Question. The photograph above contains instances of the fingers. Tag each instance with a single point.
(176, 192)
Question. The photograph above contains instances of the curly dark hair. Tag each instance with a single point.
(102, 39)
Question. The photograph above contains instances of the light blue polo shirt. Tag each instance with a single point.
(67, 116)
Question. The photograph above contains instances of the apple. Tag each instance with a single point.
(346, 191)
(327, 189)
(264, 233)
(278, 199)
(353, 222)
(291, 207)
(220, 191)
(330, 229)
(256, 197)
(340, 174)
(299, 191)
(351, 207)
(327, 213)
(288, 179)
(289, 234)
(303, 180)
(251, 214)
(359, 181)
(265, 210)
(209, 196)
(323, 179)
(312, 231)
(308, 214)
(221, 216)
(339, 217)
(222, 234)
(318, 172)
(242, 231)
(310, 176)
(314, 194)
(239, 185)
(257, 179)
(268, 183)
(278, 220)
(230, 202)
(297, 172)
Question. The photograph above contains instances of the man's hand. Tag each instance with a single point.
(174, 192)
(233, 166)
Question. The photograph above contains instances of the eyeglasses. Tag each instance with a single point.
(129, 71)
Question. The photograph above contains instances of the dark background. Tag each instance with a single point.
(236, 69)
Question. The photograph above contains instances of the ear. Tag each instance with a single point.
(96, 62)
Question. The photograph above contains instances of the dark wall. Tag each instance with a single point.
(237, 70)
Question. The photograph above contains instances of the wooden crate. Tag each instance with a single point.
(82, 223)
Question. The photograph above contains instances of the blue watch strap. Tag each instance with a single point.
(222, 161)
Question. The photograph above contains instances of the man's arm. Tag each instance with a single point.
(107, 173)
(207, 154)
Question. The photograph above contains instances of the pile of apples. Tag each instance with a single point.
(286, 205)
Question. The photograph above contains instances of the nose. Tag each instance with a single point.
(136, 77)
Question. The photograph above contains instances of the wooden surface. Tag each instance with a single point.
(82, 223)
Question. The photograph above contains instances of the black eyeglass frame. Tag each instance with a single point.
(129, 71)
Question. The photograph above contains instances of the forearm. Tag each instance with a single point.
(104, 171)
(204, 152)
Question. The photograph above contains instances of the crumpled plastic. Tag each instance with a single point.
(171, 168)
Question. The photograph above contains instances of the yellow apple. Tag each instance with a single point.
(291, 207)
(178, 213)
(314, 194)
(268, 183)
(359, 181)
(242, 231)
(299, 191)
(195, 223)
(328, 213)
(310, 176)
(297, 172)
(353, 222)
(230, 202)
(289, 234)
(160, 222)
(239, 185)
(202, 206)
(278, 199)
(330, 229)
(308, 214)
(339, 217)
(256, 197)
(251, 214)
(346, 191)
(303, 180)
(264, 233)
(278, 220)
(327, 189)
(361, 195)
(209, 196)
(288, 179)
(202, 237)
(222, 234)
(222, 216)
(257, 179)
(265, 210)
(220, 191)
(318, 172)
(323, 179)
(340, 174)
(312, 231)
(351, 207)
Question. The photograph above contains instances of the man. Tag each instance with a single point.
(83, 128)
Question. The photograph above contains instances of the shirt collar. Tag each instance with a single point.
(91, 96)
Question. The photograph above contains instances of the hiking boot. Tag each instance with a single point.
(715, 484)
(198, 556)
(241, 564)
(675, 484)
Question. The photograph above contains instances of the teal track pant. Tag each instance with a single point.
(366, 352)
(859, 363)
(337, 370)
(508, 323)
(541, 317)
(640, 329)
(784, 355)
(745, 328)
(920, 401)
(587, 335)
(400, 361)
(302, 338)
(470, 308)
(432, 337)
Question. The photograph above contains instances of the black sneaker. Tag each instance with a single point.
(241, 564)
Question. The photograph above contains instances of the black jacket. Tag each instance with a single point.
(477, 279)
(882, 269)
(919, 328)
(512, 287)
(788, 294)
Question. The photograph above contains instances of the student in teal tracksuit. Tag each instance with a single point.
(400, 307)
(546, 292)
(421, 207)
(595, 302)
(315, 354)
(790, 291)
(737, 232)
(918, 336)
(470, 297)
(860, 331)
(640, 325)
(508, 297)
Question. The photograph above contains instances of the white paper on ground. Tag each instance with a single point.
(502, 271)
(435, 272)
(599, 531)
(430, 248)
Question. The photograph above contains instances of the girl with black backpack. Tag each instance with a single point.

• • • • •

TASK STATEMENT: Transcribe the listing so that each line matches exactly.

WRITTEN ANSWER:
Question. The photograph above contains instances of the fingers. Tag each instance with a single point.
(176, 192)
Question. The photograph above contains instances of the curly dark hair. Tag each instance with a single point.
(102, 39)
Question. The photograph above contains instances of the light blue polo shirt. Tag each instance with a single point.
(67, 116)
Question. The photograph above contains instances of the apple. Tag each instance with a single point.
(346, 191)
(327, 189)
(264, 233)
(278, 199)
(353, 222)
(291, 207)
(220, 191)
(330, 229)
(256, 197)
(340, 174)
(299, 191)
(351, 207)
(327, 213)
(288, 179)
(289, 234)
(303, 180)
(251, 214)
(359, 181)
(265, 210)
(209, 196)
(323, 179)
(312, 231)
(308, 214)
(221, 216)
(339, 217)
(222, 234)
(318, 172)
(242, 231)
(310, 176)
(314, 194)
(239, 185)
(257, 179)
(268, 183)
(278, 220)
(230, 202)
(297, 172)
Question. The photograph above contains instances of the man's hand. Tag each instance with a single point.
(174, 192)
(233, 166)
Question. The photograph above contains instances of the eyeglasses. Tag each instance with a single point.
(129, 71)
Question. The photograph above contains instances of the dark background. Tag each instance with a single point.
(236, 69)
Question. The photograph above contains instances of the ear. Tag each instance with a single point.
(96, 62)
Question. The photograph above contains instances of the dark wall. Tag each instance with a single point.
(237, 70)
Question. The photograph above contains instances of the wooden crate. Tag each instance with a single point.
(82, 223)
Question. The photograph above contains instances of the blue watch strap. Tag each instance with a single point.
(222, 161)
Question. The photograph above contains instances of the man's arm. Tag each instance with a single point.
(107, 173)
(207, 154)
Question. The photograph above contains instances of the pile of apples. Tag each instance with a single point.
(286, 205)
Question. The photograph above contains instances of the nose. Tag each instance with a single point.
(136, 77)
Question. The photograph above contains instances of the wooden surface. Tag each instance with a single point.
(82, 223)
Question. The photograph above contains instances of the black eyeglass frame. Tag each instance with a single point.
(129, 71)
Question. The photograph above contains instances of the forearm. Tag each instance with a single point.
(104, 171)
(204, 152)
Question. The photograph above contains instances of the crumpled plastic. Tag each instance with a single point.
(171, 168)
Question. The photograph above contains instances of the yellow apple. Tag each instance with a single point.
(291, 207)
(178, 213)
(314, 194)
(268, 183)
(359, 181)
(242, 231)
(299, 191)
(195, 223)
(328, 213)
(310, 176)
(297, 172)
(353, 222)
(230, 202)
(289, 234)
(160, 222)
(239, 185)
(202, 206)
(278, 199)
(330, 229)
(308, 214)
(339, 217)
(256, 197)
(251, 214)
(346, 191)
(303, 180)
(264, 233)
(278, 220)
(327, 189)
(361, 195)
(209, 196)
(288, 179)
(202, 237)
(222, 234)
(222, 216)
(257, 179)
(265, 210)
(220, 191)
(318, 172)
(323, 179)
(340, 174)
(312, 231)
(351, 207)
Question. The photograph above contains instances of the man. Tag each instance with a single point.
(83, 128)
Question. The photograph above contains instances of the shirt collar. Tag each instance with a single point.
(91, 96)
Question. The photograph above contains instances of the hiking boot. Tag each instance with a single point.
(715, 484)
(198, 556)
(241, 564)
(675, 484)
Question. The photograph above contains instances of the teal track pant. Tag each instance with a single point.
(366, 352)
(859, 363)
(337, 370)
(508, 323)
(541, 317)
(640, 329)
(784, 355)
(745, 328)
(920, 401)
(587, 335)
(400, 361)
(302, 338)
(470, 308)
(432, 337)
Question. The photograph above contains instances of the black sneaker. Tag each instance with a single point.
(241, 564)
Question. The photograph above contains instances of the black jacket. Tag each instance with a single point.
(477, 279)
(882, 269)
(919, 328)
(512, 287)
(788, 294)
Question. The photograph above contains instances of the student in teal tracksuit. Tag each instance with a single point.
(400, 307)
(546, 292)
(421, 207)
(595, 302)
(315, 354)
(790, 291)
(737, 232)
(918, 336)
(470, 297)
(860, 331)
(640, 325)
(508, 297)
Question. The photograph above contains instances of the white paper on ground. Tag each instance with a single point.
(502, 271)
(435, 272)
(599, 531)
(430, 248)
Question. The photograph above contains instances of the girl with black backpack. Tag each instance with a single point.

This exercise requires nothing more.